## Excerpted text
JNI faster than Unsafe?

Sun Feb 8 10:12:17 UTC 2015

Hi Robert.

On 02/07/2015 12:46 PM, Robert Stupp wrote:
> I think I found the reason why Unsafe.allocateMemory is slower in
> os::malloc : inc_stat_counter

I think inc_stat_counter has nothing to do with it, it's guarded by
NOT_PRODUCT(...), which means it is stripped from the product VM. C/C++
is funny like that, you can hide an elephant behind a macro, see below.

>> Am 07.02.2015 um 10:02 schrieb Robert Stupp <snazy at snazy.de>:
>> I've setup a single microbenchmark just to know which off-heap
>> memory allocation is faster on Linux + OSX. Candidates were
>> Unsafe.allocateMemory and JNA's Native.malloc(). Both either
>> against "raw" OS and against a preloaded jemalloc (LD_PRELOAD).
>> 
>> My initial suspicion was, that both (Unsafe vs. Native) should
>> perform quite equally since both methods are basically just
>> wrappers for C malloc(). But they don't.

There is a difference though: JNI to VM version of AllocateMemory vs.
JNA to malloc itself. Although JNA should also use a simple JNI stub to
transit from Java to native, the minute details might differ enough.

>> Native.malloc() is much faster compared to
>> Unsafe.allocateMemory(). Depending on the individual
>> microbenchmark, Native.malloc() is up to 3 times faster than
>> Unsafe.allocateMemory().

Let me outline how you can disentangle the reason for the performance
difference like this. It seems a better time investment to dive into the
internals than doing multiple experiments on multiple platforms -- we
get straight to the point, instead of indulging into the modern version
of tasseography.

The flow I followed is brain-dumped here:
  http://cr.openjdk.java.net/~shade/scratch/unsafe-allocate.txt

I'll copy the conclusion here:

1. Unsafe.allocateMemory wastes 20 seconds, before calling to
Unsafe_AllocateMemory. If you look into the disassembly for the
generated code, you will see the preparations for the native call.

2. Unsafe_AllocateMemory wastes 44 seconds, before calling to
os::malloc, HandleMarkCleaner and others. If you look into the
disassembly for this stub, you will see a significant amount of time
spent dealing with doing the actual JNI transition. In the source code,
this is hidden behind the UNSAFE_ENTRY macros in unsafe.cpp:
  UNSAFE_ENTRY(jlong, Unsafe_AllocateMemory(JNIEnv *env, jobject unsafe,
jlong size))

## Work to do
a. In the mailing-list reply about Unsafe and JNI memory allocation, why does the writer say inc_stat_counter is not the cause of the slowdown?
b. List each distinct code name (a method, function, or library name) in the mailing-list reply about Unsafe and JNI memory allocation that contains "alloc", ignoring case.
c. Resume the mailing-list reply about Unsafe and JNI memory allocation from the point where it stops.

## Dataset extract
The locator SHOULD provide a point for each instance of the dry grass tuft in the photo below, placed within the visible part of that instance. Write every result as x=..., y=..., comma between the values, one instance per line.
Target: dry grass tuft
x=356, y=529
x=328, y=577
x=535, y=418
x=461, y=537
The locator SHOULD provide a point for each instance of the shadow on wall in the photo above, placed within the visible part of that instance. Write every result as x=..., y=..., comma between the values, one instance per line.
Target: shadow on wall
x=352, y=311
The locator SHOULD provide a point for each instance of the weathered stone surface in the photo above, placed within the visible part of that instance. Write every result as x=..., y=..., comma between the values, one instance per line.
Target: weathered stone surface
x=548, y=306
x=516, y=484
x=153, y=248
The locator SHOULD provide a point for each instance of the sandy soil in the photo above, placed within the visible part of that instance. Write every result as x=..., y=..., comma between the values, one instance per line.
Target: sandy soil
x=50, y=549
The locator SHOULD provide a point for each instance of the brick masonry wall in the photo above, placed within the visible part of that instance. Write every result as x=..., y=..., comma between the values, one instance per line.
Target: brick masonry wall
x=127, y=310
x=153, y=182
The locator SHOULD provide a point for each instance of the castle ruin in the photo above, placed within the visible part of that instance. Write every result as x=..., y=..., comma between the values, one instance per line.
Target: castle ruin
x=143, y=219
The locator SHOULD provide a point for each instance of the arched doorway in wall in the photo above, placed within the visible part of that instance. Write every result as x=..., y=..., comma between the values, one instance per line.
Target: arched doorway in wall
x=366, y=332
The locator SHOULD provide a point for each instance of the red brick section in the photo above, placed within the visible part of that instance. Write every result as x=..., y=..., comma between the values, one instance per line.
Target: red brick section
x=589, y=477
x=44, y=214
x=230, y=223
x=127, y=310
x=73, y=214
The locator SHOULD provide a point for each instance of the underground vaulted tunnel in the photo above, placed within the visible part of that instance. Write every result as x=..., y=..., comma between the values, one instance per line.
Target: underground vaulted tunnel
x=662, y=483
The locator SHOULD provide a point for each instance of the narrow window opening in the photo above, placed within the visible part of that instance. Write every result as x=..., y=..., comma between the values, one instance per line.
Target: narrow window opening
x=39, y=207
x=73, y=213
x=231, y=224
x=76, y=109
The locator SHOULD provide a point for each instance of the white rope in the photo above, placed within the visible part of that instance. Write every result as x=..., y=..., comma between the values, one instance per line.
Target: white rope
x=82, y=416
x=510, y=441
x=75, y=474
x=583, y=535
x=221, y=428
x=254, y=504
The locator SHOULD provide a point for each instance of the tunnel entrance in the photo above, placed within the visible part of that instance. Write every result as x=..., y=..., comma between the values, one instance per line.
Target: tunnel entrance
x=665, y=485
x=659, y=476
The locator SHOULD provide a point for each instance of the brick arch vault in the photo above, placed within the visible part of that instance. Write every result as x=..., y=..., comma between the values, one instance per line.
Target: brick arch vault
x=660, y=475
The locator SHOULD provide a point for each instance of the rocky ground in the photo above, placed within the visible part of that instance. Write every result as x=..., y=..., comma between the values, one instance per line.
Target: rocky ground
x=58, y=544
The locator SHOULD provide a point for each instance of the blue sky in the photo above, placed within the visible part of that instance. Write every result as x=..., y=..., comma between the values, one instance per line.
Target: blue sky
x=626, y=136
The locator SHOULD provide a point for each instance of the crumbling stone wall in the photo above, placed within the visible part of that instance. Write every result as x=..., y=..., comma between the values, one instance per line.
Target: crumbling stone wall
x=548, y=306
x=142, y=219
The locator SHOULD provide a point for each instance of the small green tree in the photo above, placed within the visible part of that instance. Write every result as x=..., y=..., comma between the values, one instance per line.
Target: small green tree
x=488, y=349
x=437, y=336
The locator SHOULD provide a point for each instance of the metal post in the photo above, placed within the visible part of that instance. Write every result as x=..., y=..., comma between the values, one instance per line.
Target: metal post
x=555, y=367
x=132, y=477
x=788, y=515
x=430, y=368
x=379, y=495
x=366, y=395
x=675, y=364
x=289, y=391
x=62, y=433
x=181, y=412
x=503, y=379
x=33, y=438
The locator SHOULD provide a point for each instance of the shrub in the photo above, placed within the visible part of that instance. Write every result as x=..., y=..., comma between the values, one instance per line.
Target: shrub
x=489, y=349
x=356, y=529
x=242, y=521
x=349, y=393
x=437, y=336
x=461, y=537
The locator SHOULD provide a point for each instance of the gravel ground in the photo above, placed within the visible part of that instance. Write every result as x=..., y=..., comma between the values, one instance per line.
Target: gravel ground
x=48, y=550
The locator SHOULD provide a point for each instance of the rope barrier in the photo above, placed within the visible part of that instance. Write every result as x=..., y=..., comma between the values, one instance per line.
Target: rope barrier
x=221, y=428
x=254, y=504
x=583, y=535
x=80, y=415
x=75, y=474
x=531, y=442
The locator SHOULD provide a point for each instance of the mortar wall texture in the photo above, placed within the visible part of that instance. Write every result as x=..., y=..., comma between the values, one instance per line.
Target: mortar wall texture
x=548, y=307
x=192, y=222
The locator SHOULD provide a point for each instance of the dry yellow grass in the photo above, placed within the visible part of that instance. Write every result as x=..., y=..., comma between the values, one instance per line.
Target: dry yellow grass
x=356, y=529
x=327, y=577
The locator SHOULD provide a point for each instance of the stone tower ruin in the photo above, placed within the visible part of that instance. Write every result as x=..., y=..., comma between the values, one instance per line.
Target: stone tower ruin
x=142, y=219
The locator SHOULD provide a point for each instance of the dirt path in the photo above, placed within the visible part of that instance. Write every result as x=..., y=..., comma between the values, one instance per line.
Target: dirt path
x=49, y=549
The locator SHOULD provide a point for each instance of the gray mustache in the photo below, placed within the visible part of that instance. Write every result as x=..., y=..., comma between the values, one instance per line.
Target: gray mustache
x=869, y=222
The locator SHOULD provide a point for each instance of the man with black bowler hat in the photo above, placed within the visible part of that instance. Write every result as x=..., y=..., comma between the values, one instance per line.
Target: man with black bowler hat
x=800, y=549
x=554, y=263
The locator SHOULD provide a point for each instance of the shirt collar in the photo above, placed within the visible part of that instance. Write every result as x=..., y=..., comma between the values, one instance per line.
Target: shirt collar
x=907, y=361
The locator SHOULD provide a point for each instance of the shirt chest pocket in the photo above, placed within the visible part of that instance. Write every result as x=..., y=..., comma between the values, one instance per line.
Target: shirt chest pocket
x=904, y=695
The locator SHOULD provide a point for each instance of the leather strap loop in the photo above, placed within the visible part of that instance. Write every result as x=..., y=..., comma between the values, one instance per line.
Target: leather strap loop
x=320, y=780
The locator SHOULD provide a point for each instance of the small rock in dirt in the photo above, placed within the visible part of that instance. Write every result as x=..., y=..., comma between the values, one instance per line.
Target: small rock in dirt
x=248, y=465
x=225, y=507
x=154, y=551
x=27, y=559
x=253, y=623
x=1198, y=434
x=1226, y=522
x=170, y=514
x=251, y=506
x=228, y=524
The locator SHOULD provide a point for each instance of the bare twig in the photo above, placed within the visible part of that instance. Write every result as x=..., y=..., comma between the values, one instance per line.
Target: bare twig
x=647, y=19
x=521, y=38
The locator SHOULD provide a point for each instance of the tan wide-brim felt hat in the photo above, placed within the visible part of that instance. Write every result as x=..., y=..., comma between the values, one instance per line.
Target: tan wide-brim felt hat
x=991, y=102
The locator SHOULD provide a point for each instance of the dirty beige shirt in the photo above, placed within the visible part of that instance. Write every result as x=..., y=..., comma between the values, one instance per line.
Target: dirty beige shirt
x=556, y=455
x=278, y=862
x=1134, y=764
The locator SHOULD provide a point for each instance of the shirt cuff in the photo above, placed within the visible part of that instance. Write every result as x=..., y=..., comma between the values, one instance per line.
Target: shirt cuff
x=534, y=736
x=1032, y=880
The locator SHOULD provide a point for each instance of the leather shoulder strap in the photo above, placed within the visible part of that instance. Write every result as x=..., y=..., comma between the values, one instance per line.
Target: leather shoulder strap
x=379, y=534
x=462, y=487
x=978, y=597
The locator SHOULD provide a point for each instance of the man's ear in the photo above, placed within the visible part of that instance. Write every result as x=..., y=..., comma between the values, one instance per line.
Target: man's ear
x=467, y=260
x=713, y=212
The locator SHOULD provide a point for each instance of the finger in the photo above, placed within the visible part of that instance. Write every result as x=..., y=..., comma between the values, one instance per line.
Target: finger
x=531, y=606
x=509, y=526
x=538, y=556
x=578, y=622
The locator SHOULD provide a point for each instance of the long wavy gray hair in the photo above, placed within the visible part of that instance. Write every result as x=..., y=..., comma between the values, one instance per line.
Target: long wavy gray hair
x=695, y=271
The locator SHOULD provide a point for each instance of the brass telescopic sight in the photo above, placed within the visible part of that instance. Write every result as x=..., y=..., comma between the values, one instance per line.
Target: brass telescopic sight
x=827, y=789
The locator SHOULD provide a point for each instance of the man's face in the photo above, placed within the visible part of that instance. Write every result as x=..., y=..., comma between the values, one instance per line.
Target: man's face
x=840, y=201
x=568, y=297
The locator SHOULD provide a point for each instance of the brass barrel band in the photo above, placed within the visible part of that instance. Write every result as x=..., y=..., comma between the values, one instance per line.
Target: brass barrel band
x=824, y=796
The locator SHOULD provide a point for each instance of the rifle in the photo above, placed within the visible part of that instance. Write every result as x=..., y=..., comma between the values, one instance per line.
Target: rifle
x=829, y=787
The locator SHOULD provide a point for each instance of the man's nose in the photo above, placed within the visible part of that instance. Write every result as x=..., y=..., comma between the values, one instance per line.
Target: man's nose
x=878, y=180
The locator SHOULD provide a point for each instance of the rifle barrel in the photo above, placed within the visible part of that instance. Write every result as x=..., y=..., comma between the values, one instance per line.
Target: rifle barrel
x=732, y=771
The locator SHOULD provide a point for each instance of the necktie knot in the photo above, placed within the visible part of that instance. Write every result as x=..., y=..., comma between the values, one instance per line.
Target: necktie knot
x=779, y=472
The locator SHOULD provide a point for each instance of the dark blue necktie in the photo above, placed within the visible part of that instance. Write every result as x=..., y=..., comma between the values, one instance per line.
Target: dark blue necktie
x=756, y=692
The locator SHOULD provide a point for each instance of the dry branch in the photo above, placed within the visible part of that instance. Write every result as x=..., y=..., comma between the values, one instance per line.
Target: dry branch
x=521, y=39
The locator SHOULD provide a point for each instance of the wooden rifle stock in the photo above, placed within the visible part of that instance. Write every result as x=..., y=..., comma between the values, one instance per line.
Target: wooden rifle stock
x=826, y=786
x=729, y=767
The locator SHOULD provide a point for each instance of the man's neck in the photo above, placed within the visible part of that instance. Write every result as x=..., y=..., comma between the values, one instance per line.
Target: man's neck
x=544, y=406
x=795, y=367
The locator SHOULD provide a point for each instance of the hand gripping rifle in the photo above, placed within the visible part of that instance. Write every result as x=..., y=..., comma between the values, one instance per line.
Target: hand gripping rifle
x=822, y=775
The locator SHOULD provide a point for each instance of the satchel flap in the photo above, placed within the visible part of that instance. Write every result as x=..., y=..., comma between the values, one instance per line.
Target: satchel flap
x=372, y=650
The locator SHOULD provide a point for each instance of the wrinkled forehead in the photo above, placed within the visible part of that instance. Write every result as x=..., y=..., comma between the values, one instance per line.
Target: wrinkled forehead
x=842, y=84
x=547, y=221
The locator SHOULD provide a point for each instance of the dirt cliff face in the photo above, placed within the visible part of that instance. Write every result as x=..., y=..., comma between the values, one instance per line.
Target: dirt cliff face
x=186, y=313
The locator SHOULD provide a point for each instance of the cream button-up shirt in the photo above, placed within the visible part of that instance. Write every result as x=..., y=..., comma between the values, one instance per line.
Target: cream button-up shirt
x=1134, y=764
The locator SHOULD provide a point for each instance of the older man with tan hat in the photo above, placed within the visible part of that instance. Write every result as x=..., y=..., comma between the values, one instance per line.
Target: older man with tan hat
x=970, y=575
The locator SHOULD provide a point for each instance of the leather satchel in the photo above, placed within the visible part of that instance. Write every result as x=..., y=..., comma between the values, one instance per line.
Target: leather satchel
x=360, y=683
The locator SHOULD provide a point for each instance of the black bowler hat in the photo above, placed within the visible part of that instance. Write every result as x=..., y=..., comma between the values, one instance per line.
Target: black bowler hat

## Results of the tasks
a. It is guarded by NOT_PRODUCT(...), so it is stripped from the product VM.

b. Unsafe.allocateMemory, Native.malloc(), os::malloc, malloc, jemalloc, AllocateMemory, Unsafe_AllocateMemory

c.
3. os::malloc(unsigned long,MemoryType) wastes 17 seconds before calling
to overloaded version of itself. The disassembly seems to show the
inlined body of CALLER_PC macros that does a few "MemTracker" checks.

4. os::malloc(unsigned long,MemoryType,const NativeCallStack&) wastes
another 20 seconds before finally reaching malloc. The disassembly seems
to show the inlined body of MallocTracker::record_malloc before the call
into the actual
glibc's malloc.

5. HandleMarkCleaner, thread_from_jni_environment waste another 23
seconds for themselves. The disassemblies for them are trivial, and it
does not seem obvious if we can optimize them.

BOTTOM LINE: The overheads of Unsafe.allocateMemory seem to lie in both
handling the actual JNI transition, doing the VM housekeeping, and also
paying the dues for NMT support. If there is a version that can avoid
both costs, it would experience a performance boost. Back-envelope
calculation: saving (20+44+17+20+23)=124 seconds out of 221 seconds for
allocateMemory itself brings the speedup of 221/(221-124) = 2.27x.

(Note it does not explain the 3x difference against JNA, since JNI
transition should also be involved here. But, using this flow, you can
take the configuration where you had observed the difference, and
dissect it).

(Note #2: I'll let runtime/NMT folks to figure if NMT should provide
less overhead here).

Thanks,
-Aleksey.